=== What you will do ===
1. According to the book description, how many passengers does the London Overground carry each year?
2. From the book description, set down word for word the part that opens with the words containing "A Pictorial Overview" and closes with "of the compass.".
3. Decide whether each statement agrees with the book description: (a) the London Overground serves fewer than 100 stations, (b) the book covers the Class 710 trains, (c) the network runs on 12 lines. Answer yes or no for each, quoting the words that decide it.

=== Provided text ===
━━━━━━━━
Today's London Overground (Kindle)
A Pictorial Overview
The Orange Line, the Ginger Line or the M25 Railway, call it what it what you will, the London Overground, born in 2007, has become one of London’s transport success stories. Running complimentary to, and in some places, in combination with, London Underground, it carries more than 180 million passengers a year on 9 lines and serves 112 stations over a combined length of more than 100 miles.
An amalgamation of several commuter lines (and one London Underground Line) that ring London it now branches out to all points of the compass.
Over recent years it’s also undergone unprecedented change and investment (with a few troubles along the way) with the phasing out of old and the introduction of new rolling stock.
This book takes a photographic look at these changes including a look at the routes, the stations and the trains including Classes 172, 315, 317, 378 and the brand new 710s with a brief history of each. And with so much freight sharing the Overground routes this is briefly looked at as well.
━━━━━━━━
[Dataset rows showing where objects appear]
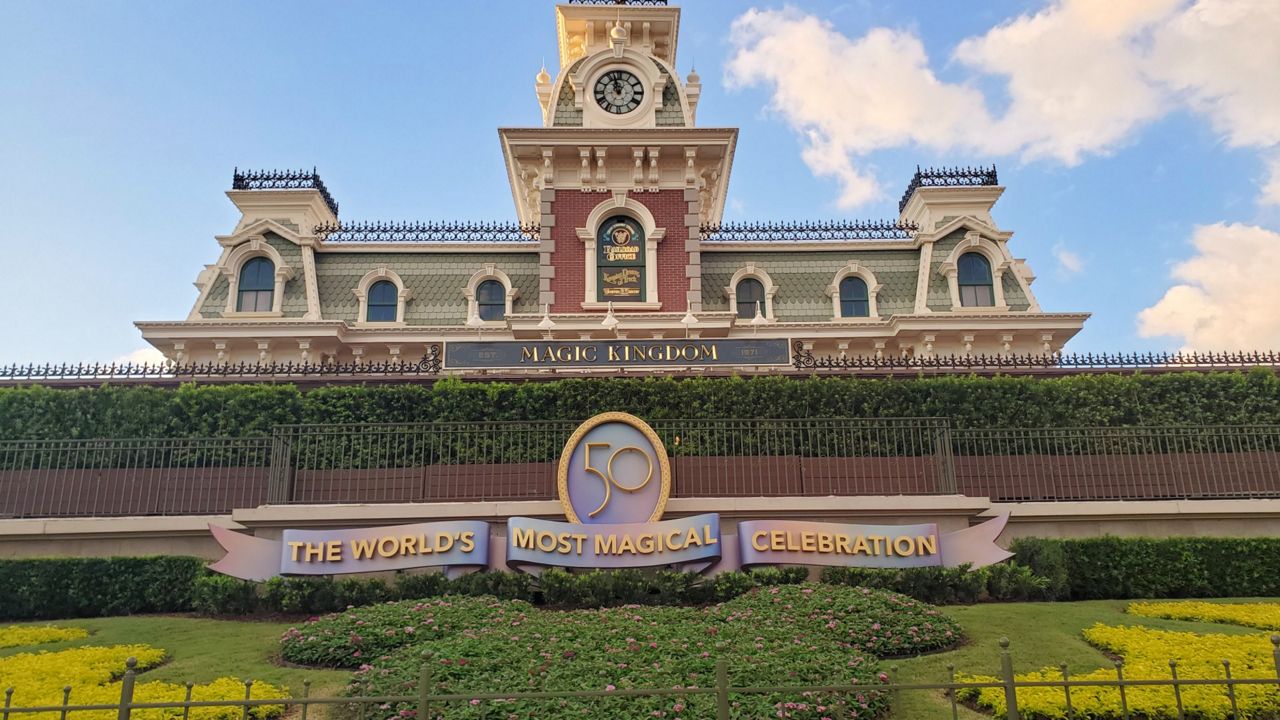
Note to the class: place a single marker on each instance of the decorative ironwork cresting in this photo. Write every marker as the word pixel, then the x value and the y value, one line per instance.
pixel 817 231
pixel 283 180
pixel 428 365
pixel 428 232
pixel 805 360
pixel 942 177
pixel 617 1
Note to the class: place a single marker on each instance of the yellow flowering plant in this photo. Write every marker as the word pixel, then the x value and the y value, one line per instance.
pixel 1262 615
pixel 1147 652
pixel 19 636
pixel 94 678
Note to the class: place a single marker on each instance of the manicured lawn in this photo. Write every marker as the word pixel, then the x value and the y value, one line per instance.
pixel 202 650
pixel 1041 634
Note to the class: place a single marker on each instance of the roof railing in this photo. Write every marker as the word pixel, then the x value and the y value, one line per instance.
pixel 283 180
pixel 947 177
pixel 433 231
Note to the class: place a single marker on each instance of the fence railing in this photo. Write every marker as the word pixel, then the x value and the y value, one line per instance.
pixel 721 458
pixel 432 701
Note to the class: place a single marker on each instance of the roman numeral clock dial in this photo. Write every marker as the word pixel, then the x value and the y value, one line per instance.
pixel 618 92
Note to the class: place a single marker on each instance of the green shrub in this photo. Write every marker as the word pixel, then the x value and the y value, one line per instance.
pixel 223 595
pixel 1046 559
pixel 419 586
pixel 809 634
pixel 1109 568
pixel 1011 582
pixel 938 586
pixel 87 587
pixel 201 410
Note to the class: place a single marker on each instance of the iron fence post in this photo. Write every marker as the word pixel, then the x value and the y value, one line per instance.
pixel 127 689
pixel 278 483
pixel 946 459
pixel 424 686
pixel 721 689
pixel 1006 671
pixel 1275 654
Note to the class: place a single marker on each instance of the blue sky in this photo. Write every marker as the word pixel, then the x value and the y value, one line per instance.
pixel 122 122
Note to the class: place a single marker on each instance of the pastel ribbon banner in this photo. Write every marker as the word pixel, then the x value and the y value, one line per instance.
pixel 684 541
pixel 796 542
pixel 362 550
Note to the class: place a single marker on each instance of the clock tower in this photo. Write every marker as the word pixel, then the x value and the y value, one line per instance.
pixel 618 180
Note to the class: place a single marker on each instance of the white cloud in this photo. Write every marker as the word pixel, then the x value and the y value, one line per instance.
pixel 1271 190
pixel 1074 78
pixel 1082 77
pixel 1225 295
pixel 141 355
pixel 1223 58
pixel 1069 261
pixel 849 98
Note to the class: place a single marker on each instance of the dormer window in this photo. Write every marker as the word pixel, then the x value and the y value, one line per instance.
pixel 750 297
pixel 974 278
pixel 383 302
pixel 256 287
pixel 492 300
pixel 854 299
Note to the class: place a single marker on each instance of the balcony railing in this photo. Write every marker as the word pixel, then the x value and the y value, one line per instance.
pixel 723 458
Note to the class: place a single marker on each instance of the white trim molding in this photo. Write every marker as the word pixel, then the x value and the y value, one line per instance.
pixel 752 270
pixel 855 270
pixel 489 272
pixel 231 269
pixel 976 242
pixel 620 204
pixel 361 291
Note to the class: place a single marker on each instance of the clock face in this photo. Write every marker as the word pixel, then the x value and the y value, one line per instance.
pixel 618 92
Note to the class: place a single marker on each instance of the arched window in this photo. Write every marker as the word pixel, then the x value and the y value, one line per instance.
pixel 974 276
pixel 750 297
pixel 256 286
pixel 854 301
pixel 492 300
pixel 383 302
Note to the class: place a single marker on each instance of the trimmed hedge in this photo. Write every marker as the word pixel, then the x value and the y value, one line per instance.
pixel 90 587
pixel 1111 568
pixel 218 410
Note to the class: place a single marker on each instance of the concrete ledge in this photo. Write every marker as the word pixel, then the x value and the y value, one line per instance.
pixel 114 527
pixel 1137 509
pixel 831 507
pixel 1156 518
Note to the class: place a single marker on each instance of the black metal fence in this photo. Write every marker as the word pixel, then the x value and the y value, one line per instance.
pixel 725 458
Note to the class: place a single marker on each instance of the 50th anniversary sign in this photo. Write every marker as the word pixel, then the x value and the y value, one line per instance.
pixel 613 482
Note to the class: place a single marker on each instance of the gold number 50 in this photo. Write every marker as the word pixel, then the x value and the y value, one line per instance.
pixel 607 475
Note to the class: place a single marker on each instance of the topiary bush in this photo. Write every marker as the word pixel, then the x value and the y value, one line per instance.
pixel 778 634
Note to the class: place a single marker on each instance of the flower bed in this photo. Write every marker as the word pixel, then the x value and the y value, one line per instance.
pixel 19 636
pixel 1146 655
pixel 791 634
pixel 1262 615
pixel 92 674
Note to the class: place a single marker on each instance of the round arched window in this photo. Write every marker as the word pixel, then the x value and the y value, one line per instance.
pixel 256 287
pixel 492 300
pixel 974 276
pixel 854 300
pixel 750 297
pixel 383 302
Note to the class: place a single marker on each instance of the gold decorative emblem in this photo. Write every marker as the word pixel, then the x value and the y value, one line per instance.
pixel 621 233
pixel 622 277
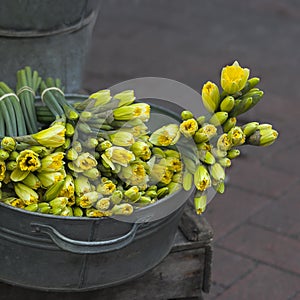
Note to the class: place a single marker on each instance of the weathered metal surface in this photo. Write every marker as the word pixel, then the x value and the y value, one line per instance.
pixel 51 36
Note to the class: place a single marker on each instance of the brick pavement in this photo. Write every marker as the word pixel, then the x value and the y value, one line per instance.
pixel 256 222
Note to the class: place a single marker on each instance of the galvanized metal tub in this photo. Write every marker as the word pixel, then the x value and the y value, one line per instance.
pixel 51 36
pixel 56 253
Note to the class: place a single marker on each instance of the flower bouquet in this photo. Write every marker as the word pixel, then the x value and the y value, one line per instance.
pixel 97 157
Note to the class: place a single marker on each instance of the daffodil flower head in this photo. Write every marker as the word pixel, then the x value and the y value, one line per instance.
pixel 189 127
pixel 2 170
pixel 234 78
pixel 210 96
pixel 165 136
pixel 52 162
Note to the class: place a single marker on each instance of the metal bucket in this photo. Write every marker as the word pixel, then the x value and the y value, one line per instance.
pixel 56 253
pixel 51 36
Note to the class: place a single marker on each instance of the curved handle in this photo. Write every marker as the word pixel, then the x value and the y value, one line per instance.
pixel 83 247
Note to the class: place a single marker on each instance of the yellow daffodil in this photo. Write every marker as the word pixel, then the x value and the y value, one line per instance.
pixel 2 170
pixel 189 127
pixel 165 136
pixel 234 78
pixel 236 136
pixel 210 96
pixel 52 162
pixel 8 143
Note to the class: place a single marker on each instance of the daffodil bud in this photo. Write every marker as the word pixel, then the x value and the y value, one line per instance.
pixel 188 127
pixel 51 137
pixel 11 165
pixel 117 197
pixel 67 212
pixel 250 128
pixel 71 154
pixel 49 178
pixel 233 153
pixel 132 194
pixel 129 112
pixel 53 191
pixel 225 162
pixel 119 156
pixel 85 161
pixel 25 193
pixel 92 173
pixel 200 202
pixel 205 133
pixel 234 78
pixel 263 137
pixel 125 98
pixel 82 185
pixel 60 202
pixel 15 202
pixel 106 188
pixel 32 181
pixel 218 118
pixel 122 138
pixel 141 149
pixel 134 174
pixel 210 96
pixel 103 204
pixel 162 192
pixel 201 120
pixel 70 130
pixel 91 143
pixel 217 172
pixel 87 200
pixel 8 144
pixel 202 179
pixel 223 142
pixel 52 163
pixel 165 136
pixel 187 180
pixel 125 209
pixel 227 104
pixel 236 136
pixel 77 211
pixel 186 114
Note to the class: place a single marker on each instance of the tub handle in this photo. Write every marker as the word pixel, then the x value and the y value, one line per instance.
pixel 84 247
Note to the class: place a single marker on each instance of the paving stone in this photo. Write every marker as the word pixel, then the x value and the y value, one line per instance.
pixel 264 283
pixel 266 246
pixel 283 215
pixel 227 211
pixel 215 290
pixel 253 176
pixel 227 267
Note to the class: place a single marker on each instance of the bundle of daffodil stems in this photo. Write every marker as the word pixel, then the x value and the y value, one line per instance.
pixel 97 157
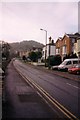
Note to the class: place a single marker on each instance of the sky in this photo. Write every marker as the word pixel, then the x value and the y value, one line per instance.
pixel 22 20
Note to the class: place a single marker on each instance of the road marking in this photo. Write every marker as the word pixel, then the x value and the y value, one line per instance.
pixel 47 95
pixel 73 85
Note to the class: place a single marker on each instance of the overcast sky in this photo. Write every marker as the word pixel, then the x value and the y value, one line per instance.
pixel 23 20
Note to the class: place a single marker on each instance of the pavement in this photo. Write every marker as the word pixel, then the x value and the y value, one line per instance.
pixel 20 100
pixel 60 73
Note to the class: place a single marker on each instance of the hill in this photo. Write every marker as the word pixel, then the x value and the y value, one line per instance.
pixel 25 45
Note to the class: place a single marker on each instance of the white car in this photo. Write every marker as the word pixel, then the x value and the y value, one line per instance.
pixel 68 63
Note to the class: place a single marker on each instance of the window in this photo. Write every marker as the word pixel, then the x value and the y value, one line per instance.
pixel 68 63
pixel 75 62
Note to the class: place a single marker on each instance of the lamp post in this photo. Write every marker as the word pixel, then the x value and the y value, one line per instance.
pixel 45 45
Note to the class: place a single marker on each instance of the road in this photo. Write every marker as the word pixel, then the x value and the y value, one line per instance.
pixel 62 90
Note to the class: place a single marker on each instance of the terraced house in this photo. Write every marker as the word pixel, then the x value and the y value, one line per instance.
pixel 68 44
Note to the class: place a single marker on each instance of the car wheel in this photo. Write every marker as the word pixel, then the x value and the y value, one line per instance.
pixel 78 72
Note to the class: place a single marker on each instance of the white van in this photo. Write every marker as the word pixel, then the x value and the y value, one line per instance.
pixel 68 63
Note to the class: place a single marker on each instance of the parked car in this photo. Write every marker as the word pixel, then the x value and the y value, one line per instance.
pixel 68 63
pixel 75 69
━━━━━━━━
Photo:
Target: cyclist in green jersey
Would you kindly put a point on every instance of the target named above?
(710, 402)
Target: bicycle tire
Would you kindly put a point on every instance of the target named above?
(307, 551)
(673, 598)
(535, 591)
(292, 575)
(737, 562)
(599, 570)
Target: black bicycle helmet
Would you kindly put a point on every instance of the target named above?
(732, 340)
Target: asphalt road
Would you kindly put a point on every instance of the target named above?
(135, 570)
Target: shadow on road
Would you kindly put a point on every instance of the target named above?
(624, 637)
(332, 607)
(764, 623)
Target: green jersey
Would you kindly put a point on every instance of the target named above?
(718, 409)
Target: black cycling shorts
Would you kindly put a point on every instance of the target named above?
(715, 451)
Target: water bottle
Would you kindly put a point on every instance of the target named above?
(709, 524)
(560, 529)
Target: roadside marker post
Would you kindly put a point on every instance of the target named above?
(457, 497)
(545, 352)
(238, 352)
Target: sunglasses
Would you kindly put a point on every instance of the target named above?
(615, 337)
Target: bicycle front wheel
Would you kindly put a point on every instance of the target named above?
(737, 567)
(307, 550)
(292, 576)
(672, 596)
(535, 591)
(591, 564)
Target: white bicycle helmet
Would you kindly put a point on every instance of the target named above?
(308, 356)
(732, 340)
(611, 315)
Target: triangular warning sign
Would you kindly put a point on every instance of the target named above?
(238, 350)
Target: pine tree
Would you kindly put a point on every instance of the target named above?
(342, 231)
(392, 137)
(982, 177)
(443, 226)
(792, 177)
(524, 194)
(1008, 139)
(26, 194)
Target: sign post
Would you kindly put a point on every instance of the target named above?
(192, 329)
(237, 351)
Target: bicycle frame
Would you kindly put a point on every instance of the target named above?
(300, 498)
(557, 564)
━━━━━━━━
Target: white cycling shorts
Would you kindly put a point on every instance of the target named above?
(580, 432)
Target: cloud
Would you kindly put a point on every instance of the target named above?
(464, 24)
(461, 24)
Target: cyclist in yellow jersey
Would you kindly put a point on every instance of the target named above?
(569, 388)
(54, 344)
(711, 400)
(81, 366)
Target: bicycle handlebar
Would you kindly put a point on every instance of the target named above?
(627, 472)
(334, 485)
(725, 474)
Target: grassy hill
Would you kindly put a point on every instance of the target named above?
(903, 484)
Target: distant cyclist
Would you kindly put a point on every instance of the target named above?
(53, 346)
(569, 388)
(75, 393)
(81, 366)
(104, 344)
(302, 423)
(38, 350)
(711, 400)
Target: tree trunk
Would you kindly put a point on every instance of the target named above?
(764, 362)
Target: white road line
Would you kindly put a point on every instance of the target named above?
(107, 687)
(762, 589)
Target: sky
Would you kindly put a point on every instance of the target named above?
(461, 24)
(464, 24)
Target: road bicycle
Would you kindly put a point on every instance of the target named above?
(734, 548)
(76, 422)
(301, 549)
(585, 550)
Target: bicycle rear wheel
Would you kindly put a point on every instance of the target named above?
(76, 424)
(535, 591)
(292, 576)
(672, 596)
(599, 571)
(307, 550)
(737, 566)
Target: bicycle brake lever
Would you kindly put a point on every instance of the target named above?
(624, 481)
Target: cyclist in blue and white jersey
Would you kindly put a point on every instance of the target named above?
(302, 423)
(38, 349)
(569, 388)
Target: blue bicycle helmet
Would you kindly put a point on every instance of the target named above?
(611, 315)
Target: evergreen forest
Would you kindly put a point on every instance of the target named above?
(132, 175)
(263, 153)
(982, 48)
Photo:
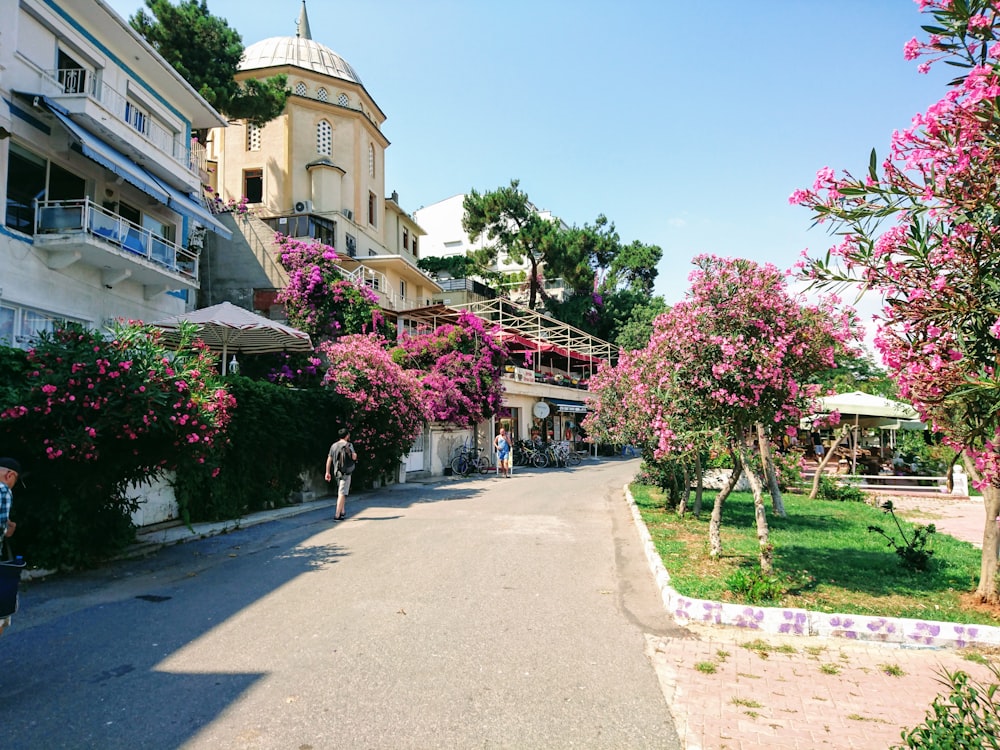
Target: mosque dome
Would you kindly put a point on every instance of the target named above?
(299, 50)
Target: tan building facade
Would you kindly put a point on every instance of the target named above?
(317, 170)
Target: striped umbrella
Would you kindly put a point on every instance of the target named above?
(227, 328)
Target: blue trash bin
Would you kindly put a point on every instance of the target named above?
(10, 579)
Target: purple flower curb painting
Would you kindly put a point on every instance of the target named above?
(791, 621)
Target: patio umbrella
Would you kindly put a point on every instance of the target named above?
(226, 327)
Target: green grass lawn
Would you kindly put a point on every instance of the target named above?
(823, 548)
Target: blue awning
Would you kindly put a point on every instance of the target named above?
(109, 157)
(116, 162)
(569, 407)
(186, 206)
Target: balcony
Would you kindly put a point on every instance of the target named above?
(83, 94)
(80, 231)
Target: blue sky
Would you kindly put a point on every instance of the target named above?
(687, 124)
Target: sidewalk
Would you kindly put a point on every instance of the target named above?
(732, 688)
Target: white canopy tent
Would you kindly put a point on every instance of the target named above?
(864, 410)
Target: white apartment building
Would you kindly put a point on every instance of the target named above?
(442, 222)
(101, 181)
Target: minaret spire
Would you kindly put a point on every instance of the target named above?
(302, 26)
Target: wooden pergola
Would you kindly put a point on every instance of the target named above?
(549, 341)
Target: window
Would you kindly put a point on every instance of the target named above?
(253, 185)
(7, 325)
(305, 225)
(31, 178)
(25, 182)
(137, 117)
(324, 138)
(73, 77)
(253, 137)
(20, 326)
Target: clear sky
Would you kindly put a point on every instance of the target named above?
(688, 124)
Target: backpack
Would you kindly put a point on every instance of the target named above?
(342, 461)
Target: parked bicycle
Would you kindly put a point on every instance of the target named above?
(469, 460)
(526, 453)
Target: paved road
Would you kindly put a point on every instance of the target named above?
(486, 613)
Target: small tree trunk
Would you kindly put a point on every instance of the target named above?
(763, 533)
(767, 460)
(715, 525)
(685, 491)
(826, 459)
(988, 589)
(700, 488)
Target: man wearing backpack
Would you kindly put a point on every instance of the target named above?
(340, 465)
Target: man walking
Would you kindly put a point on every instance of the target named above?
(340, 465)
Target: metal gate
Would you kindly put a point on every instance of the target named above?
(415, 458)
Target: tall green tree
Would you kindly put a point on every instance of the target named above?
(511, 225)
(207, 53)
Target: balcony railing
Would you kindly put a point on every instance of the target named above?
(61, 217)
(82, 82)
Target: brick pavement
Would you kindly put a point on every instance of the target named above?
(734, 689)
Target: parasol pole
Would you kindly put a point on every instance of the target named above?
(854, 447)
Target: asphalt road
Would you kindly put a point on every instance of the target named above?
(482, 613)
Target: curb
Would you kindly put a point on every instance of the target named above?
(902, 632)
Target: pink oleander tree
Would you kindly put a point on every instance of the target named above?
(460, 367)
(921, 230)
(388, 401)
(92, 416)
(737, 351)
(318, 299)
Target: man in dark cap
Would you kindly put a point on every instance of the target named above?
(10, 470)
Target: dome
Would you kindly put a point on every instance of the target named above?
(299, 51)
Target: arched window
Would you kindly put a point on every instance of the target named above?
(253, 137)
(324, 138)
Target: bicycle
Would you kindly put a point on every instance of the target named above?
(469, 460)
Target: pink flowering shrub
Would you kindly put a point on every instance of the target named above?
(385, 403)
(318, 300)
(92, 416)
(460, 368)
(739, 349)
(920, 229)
━━━━━━━━
=== Per-task outputs ===
1. More than 180 million passengers a year.

2.
A Pictorial Overview
The Orange Line, the Ginger Line or the M25 Railway, call it what it what you will, the London Overground, born in 2007, has become one of London’s transport success stories. Running complimentary to, and in some places, in combination with, London Underground, it carries more than 180 million passengers a year on 9 lines and serves 112 stations over a combined length of more than 100 miles.
An amalgamation of several commuter lines (and one London Underground Line) that ring London it now branches out to all points of the compass.

3.
(a) No: "serves 112 stations"
(b) Yes: "the brand new 710s"
(c) No: "on 9 lines"